* **Wybrany fragment**
+ + + +
Są niezależni, nie boją się ryzyka i z każdym kolejnym albumem podejmują nowe wyzwania, eksplorując niezbadane dotąd muzyczne tereny. Konsekwentnie, małymi kroczkami i ciężką pracą dążą do celu. Dzielnie podróżują po świecie dzieląc się swoją muzyką. Lonker See - kwartet z Gdyni wraca z trzecią przełomową płytą. Taką, która od pierwszego przesłuchania drąży umysł i nie daje spokoju, odsłaniając swoje tajemnice stopniowo.
Połączenie czystego piękna,
tajemniczości, melodii, przestrzeni i hałasów, tak by zbudowały ciekawą
historię to niełatwa sztuka, wymagająca technicznego obycia i muzycznego
doświadczenia. Na "Hamzie" wszystkie wymienione elementy występują w idealnie
zrównoważonych proporcjach. Ambientowa lekkość spotyka przestery i zgrzyty, garażowe
brzmienie płynnie przenika kompozycyjne dopracowanie. Gitarowe i saksofonowe
odjazdy dopełniają delikatny puls basu, eteryczne wokalizy i szalejąca
perkusja. Nad całością unosi się charakterystyczna,
psychodeliczna mgła, która dodaje płycie klimatu.
Hamza to podziemna rzeka o
długości około 6000 kilometrów, tajemniczo wijąca się pod terenem Brazylii, która
przyjęła to miano od nazwiska swojego odkrywcy - geofizyka Valiya Hamzy. Nadanie
właśnie takiego tytułu zawartości płyty świetnie podkreśla jej charakter. Kolejne
takty poszczególnych utworów kołyszą i hipnotyzują, by za moment wybudzić z transu
gwałtowną zmianą biegu głównego nurtu. Jest jak kipiąca pod powierzchnią wulkaniczna
lawa, próbująca uwolnić się z pułapki i wydostać się na zewnątrz.
Progresywny jazz? Właściwie można
podjąć próbę opisania zawartości "Hamzy" takim stwierdzeniem. To
płyta, która wymyka się klasyfikacji, poszukująca, nowatorska i odkrywcza. Space
rock, shoegaze, psychodelia, punkowa surowość i transowa elektronika współbrzmią
ze sobą i przenikają się, kształtując wyjątkowy styl Lonker See, oparty na
zaskakujących zmianach tempa i pasjonujących instrumentalnych dialogach wzbogaconych
głosem Asi Kucharskiej. Ten album płynie, angażując słuchacza i nie dając o
sobie zapomnieć. Zachwyca mnogością zawartych w dźwiękach emocji. Jest
mrocznie, niepokojąco, a za moment refleksyjnie i nostalgicznie. Ten dualizm
niesamowicie intryguje.
+ + + +
* **Zawartość zbioru danych**

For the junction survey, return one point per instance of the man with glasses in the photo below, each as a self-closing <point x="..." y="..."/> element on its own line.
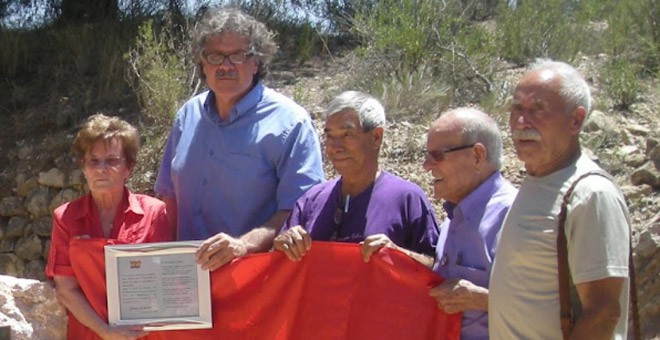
<point x="464" y="156"/>
<point x="364" y="200"/>
<point x="239" y="155"/>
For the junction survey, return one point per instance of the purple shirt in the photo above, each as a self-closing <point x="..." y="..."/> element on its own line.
<point x="390" y="206"/>
<point x="468" y="240"/>
<point x="232" y="175"/>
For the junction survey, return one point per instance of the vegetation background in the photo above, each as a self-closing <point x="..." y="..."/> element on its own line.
<point x="63" y="60"/>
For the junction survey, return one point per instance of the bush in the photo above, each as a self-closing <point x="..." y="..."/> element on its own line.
<point x="621" y="81"/>
<point x="160" y="72"/>
<point x="556" y="29"/>
<point x="420" y="51"/>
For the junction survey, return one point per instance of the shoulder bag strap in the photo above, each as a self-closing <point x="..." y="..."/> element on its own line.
<point x="565" y="310"/>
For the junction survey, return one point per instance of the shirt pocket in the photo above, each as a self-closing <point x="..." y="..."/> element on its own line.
<point x="474" y="274"/>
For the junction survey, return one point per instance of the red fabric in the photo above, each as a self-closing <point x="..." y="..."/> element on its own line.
<point x="330" y="294"/>
<point x="139" y="219"/>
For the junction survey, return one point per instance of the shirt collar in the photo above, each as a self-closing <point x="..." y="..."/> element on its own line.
<point x="129" y="203"/>
<point x="477" y="197"/>
<point x="244" y="105"/>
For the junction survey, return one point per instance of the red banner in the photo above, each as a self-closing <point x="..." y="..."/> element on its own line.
<point x="330" y="294"/>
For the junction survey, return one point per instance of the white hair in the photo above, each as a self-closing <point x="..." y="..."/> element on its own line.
<point x="573" y="87"/>
<point x="477" y="127"/>
<point x="369" y="110"/>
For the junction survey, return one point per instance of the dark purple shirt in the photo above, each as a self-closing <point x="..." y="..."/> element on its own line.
<point x="390" y="206"/>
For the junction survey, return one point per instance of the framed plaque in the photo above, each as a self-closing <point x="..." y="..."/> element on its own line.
<point x="157" y="285"/>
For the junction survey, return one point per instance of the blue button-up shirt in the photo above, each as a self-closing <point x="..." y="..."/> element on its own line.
<point x="468" y="240"/>
<point x="233" y="175"/>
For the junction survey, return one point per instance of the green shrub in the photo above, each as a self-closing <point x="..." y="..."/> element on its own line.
<point x="621" y="82"/>
<point x="420" y="51"/>
<point x="160" y="72"/>
<point x="554" y="29"/>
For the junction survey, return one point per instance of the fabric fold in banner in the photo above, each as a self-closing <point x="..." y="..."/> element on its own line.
<point x="330" y="294"/>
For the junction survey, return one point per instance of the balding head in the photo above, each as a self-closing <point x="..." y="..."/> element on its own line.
<point x="475" y="127"/>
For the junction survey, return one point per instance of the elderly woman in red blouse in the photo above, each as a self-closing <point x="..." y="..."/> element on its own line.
<point x="106" y="149"/>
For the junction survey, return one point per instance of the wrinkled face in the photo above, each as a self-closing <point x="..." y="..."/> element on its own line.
<point x="454" y="176"/>
<point x="105" y="167"/>
<point x="541" y="130"/>
<point x="227" y="80"/>
<point x="348" y="147"/>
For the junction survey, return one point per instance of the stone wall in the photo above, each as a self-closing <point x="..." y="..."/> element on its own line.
<point x="31" y="310"/>
<point x="25" y="219"/>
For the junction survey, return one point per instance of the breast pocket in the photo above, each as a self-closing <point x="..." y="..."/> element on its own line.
<point x="474" y="274"/>
<point x="538" y="238"/>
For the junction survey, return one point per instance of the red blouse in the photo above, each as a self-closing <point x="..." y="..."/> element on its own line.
<point x="139" y="219"/>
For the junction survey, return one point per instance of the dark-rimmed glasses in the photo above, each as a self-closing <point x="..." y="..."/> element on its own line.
<point x="234" y="58"/>
<point x="111" y="162"/>
<point x="439" y="155"/>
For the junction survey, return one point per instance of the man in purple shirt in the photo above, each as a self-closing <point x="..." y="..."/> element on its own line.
<point x="364" y="200"/>
<point x="464" y="151"/>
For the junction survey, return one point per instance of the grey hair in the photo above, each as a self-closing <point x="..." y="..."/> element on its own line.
<point x="369" y="110"/>
<point x="216" y="21"/>
<point x="573" y="87"/>
<point x="477" y="127"/>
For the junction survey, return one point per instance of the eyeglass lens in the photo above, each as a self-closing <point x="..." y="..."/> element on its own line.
<point x="219" y="58"/>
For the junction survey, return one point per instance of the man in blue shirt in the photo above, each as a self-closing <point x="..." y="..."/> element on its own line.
<point x="239" y="155"/>
<point x="464" y="156"/>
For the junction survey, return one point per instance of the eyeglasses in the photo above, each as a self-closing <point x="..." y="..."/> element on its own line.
<point x="111" y="162"/>
<point x="234" y="58"/>
<point x="439" y="155"/>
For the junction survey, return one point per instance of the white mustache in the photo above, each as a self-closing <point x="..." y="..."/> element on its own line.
<point x="526" y="134"/>
<point x="225" y="74"/>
+ + + +
* **Polecenie**
Odpowiedz proszę krótko na pytania do tekstu o płycie „Hamza”:
(a) Z jakiego miasta pochodzi kwartet Lonker See?
(b) Jaką długość ma podziemna rzeka Hamza?
(c) Czyim głosem wzbogacone są instrumentalne dialogi w stylu zespołu?

* **Odpowiedź**
(a) Z Gdyni.
(b) Około 6000 kilometrów.
(c) Głosem Asi Kucharskiej.